* _SOURCE EXCERPT_
The kickstarter is basically so he can self-publish rather than go through the publishers.
Kickstarter isn't supposed to be a winning ticket in the lottery. Keeping money on what you can't deliver isn't honest business.
 
You said newbies should stick to safe areas. How can there be safe areas if the devs don't set them up?

They develop organically in games that have mechanisms that allow it. Most of the galaxy in Elite: Dangerous is completely safe, and was long before there was any designated newbie zone, because the galaxy is galaxy sized and most action is concentrated in a small handful of systems. Most of Jumpgate was pretty safe due to the interdependence of players on each other and the ability of players to actually enforce formal and informal rules.
 
They develop organically in games that have mechanisms that allow it. Most of the galaxy in Elite: Dangerous is completely safe, and was long before there was any designated newbie zone, because the galaxy is galaxy sized and most action is concentrated in a small handful of systems. Most of Jumpgate was pretty safe due to the interdependence of players on each other and the ability of players to actually enforce formal and informal rules.

And, looking at SC, how would that happen? If it has to happen based on the actions of players, then once again, we are back to casual PvEers being dependent on other players.
 
And, looking at SC, how would that happen? If it has to happen based on the actions of players, then once again, we are back to casual PvEers being dependent on other players.

Items from a data source
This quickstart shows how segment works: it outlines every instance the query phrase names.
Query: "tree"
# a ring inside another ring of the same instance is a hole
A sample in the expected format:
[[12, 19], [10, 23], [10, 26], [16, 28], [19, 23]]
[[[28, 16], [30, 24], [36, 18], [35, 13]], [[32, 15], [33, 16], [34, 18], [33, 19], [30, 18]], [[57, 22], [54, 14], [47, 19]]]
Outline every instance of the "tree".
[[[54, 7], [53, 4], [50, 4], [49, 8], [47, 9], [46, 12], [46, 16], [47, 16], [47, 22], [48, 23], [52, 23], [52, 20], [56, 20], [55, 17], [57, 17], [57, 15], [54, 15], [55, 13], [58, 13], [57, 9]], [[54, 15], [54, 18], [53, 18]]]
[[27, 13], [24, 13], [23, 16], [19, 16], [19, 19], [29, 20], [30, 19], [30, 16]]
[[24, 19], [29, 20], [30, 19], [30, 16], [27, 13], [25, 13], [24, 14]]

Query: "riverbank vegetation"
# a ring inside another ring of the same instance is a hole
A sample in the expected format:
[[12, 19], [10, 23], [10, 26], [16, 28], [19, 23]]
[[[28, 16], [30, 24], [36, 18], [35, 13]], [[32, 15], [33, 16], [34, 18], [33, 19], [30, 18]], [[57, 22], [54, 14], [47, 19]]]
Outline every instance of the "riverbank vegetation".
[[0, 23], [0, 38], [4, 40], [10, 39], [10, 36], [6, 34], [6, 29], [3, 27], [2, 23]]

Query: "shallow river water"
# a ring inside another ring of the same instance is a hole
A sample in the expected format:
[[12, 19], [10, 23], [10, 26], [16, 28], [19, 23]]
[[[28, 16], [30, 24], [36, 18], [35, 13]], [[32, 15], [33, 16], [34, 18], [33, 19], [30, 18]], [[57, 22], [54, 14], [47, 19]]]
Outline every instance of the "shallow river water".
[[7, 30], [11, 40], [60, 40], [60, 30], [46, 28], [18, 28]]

* _TASKS TO PERFORM_
1 – Echo the stretch of the forum thread from "Kickstarter isn't supposed" through "set them up?".
2 – Carry on the forum thread about safe areas in space games from the point where it stops.
The records have no connection to the forum thread.

* _RESPONSES FOR EACH TASK_
1 –
Kickstarter isn't supposed to be a winning ticket in the lottery. Keeping money on what you can't deliver isn't honest business.
 
You said newbies should stick to safe areas. How can there be safe areas if the devs don't set them up?

2 –
I suppose, same as Jumpgate, I.E. ship parts and ship being available only if there's a valid production chain to build them, thus enough resources, which means miners and space truckers bringing enough materials and not being constantly preyed upon. I suppose Morbad mentioned SC would rely a bit less on that since NPCs are supposed to do a lot of hauling too (as per the fabled "quanta" system) as opposed to Jumpgate which was 100% player driven.
It's all theory of course since SC economy is still a dreams.txt ;)
 
Except for one minor problem, I very much suspect it would break immediately every time they turned on the server because lets face it, it's pretty unstable at the moment. Yes there are players who claim they haven't had a crash for a long time, but I think this is because CIG are constraining the players to a few activities that don't break the server. Throw dozens of huge ships in there and I wonder just how long it would last?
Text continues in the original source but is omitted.